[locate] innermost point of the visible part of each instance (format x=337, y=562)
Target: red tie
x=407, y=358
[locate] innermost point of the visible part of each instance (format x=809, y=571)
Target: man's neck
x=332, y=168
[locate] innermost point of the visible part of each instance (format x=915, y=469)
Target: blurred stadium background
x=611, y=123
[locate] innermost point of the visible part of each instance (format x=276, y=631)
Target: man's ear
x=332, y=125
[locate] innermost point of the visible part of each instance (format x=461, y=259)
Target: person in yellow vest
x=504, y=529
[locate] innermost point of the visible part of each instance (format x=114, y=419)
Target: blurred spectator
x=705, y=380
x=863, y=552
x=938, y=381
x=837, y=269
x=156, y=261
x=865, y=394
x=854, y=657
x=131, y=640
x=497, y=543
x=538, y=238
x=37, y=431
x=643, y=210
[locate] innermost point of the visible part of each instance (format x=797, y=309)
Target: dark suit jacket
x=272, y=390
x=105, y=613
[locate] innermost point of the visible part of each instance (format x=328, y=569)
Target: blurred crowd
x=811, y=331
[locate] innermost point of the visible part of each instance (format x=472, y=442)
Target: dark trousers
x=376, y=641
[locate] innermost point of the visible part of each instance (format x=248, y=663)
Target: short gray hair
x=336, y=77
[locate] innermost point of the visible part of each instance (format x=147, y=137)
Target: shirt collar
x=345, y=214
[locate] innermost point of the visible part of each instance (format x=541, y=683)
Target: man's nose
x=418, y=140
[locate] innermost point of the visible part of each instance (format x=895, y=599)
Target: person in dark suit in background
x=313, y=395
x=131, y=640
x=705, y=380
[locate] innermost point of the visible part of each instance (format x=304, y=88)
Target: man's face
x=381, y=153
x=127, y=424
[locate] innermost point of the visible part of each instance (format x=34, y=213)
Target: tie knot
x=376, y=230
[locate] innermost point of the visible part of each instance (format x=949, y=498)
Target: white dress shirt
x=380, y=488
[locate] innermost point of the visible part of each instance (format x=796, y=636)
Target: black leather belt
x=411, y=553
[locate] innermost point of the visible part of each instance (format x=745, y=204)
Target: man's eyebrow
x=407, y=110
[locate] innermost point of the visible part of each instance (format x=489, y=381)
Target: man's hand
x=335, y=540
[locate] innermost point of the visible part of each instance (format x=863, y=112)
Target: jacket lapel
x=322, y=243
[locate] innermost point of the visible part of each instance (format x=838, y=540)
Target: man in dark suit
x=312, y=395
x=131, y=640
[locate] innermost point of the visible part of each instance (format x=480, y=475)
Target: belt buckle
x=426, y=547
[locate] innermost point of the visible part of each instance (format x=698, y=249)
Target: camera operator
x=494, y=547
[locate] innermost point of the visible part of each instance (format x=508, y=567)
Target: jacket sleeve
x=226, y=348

------------------------------------

What you have to do:
Each record above is to be printed again exactly as written.

Exercise response:
[locate] innermost point of the visible part of each instance (format x=337, y=562)
Target: red tie
x=407, y=358
[locate] innermost point of the visible part of each instance (format x=809, y=571)
Target: man's neck
x=332, y=168
[locate] innermost point of the visible part of each instance (format x=915, y=469)
Target: blurred stadium background
x=611, y=123
[locate] innermost point of the visible part of each instance (format x=276, y=631)
Target: man's ear
x=332, y=125
[locate] innermost point of the visible part of each instance (format x=461, y=259)
Target: person in yellow vest
x=504, y=529
[locate] innermost point of the visible part of each instance (format x=114, y=419)
Target: blurred spectator
x=705, y=380
x=863, y=552
x=938, y=381
x=837, y=269
x=156, y=261
x=865, y=394
x=854, y=657
x=131, y=640
x=497, y=543
x=538, y=238
x=37, y=431
x=643, y=210
[locate] innermost point of the visible part of each instance (format x=797, y=309)
Target: dark suit jacket
x=272, y=390
x=105, y=613
[locate] innermost point of the visible part of each instance (format x=328, y=569)
Target: blurred crowd
x=811, y=331
[locate] innermost point of the visible part of each instance (format x=472, y=442)
Target: dark trousers
x=376, y=641
[locate] innermost point of the visible part of each instance (format x=248, y=663)
Target: short gray hair
x=336, y=77
[locate] innermost point of the visible part of each instance (format x=147, y=137)
Target: shirt collar
x=345, y=214
[locate] innermost point of the visible part of each instance (format x=541, y=683)
Target: man's nose
x=418, y=140
[locate] innermost point of the visible part of each instance (format x=895, y=599)
Target: person in dark suit in background
x=313, y=395
x=131, y=640
x=705, y=380
[locate] innermost point of the visible part of each instance (format x=304, y=88)
Target: man's face
x=381, y=153
x=127, y=424
[locate] innermost point of the visible part of each instance (format x=34, y=213)
Target: tie knot
x=376, y=230
[locate] innermost point of the visible part of each instance (format x=949, y=498)
Target: white dress shirt
x=380, y=488
[locate] innermost point of the visible part of each instance (format x=796, y=636)
Target: black leather belt
x=411, y=553
[locate] innermost point of the visible part of each instance (format x=745, y=204)
Target: man's eyebrow
x=407, y=110
[locate] innermost point of the visible part of each instance (format x=489, y=381)
Target: man's hand
x=335, y=540
[locate] innermost point of the visible part of each instance (format x=863, y=112)
Target: jacket lapel
x=322, y=243
[locate] innermost point of the visible part of each instance (format x=838, y=540)
Target: man in dark suit
x=312, y=395
x=131, y=640
[locate] innermost point of the visible part of each instance (format x=480, y=475)
Target: belt buckle
x=426, y=547
[locate] innermost point of the visible part of each instance (format x=698, y=249)
Target: camera operator
x=494, y=547
[locate] innermost point of the visible part of each instance (format x=508, y=567)
Target: jacket sleeve
x=226, y=348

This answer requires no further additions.